SELECTED EXCERPT
Tau translation

The folding of tau proteins (from functional forms to misfolded forms) has been implicated in tauopathies, yet why this is the case is so far unknown. Researchers from Columbia University’s Zuckerman Institute and the Mayo Clinic may have found a breakthrough.

Tauopathies are a range of neurodegenerative diseases, such as Alzheimer’s, identified by a build-up of misfolded tau.

The researchers said that the difficulty in analysing tau is in the filaments, or individual fibres which comprise it, are 10,000 times thinner than the size of a human hair. However, by using cryo-electron microscopy (Nobel Prize-winning biomolecule imaging) and mass spectrometry to analyse brain tissue has produced in unprecedented detail.

DATA EXTRACTS
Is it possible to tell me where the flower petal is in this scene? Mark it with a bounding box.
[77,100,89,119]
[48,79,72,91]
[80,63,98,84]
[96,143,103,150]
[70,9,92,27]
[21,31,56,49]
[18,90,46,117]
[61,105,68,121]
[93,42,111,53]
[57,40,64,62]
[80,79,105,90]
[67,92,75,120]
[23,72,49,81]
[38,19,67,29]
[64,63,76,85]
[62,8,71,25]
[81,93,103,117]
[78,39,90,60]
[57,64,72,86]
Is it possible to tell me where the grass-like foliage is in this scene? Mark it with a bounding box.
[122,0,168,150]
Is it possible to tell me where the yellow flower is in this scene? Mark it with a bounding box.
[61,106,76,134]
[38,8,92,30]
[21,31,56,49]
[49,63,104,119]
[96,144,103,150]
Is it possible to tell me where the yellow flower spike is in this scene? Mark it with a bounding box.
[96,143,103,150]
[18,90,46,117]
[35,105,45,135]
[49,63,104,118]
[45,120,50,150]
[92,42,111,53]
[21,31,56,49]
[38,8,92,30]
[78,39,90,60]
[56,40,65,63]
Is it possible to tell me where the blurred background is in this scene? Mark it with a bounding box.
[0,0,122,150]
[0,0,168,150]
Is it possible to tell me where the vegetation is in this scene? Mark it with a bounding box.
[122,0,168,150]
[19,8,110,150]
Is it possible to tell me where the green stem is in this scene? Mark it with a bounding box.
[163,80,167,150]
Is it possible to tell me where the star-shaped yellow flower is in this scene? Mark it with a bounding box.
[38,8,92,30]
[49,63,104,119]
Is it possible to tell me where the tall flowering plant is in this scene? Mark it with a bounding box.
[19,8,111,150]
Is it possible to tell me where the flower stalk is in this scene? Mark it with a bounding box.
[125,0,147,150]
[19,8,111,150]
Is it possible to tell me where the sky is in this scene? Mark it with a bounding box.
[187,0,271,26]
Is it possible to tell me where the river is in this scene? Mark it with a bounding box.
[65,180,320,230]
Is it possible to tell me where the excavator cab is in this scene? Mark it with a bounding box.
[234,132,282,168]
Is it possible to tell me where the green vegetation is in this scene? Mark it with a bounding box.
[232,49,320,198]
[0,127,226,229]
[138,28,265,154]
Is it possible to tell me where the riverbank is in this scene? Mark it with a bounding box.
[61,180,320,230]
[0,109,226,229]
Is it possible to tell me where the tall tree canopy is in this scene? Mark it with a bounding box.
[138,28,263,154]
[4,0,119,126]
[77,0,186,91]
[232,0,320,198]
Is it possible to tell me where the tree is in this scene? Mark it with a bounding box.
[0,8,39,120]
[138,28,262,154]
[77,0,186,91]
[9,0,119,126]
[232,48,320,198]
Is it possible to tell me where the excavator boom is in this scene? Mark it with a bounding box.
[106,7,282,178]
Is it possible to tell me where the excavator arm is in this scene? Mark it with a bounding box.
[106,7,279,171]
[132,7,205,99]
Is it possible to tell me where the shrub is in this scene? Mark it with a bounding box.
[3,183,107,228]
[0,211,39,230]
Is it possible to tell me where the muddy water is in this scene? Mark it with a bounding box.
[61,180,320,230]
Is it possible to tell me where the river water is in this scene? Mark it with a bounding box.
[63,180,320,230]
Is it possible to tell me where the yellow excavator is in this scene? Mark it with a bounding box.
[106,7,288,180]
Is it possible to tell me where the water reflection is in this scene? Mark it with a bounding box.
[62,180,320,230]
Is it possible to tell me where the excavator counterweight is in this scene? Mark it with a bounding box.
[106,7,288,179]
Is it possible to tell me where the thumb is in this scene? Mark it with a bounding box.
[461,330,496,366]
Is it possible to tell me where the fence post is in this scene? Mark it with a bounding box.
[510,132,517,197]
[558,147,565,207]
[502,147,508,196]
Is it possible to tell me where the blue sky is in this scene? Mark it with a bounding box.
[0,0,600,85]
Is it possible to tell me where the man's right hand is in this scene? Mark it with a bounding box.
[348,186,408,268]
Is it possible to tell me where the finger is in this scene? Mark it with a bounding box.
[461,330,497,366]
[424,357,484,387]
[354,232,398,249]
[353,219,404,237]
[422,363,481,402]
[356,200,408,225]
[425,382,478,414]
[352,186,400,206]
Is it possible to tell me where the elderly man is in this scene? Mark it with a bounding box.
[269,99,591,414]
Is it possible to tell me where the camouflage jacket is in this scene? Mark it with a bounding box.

WHAT THIS EXERCISE ASKS
1. According to the text on tau folding, how much thinner than a human hair are the tau filaments?
2. Continue the text on tau protein folding from where it stops.

RESPONSES IN ORDER
1. They are 10,000 times thinner than a human hair.

2.
The researchers mapped the structure of tau on deceased human brain tissue from patients diagnosed from two tauopathies (Alzheimer’s and corticobasal degeneration), then reconstructed the structures of tau filaments to observe how they are formed, grow and spread. They found post-translational modifications (PTMs) on the surface of the tau, which they suggest could be influencing the behaviour of the tau and be structurally important in tauopathies.

Through discovering the structural important of PTMs on tau, the researchers hope this could lead to new advances in drugs that can target PTMs and slow the progression of tauopathies.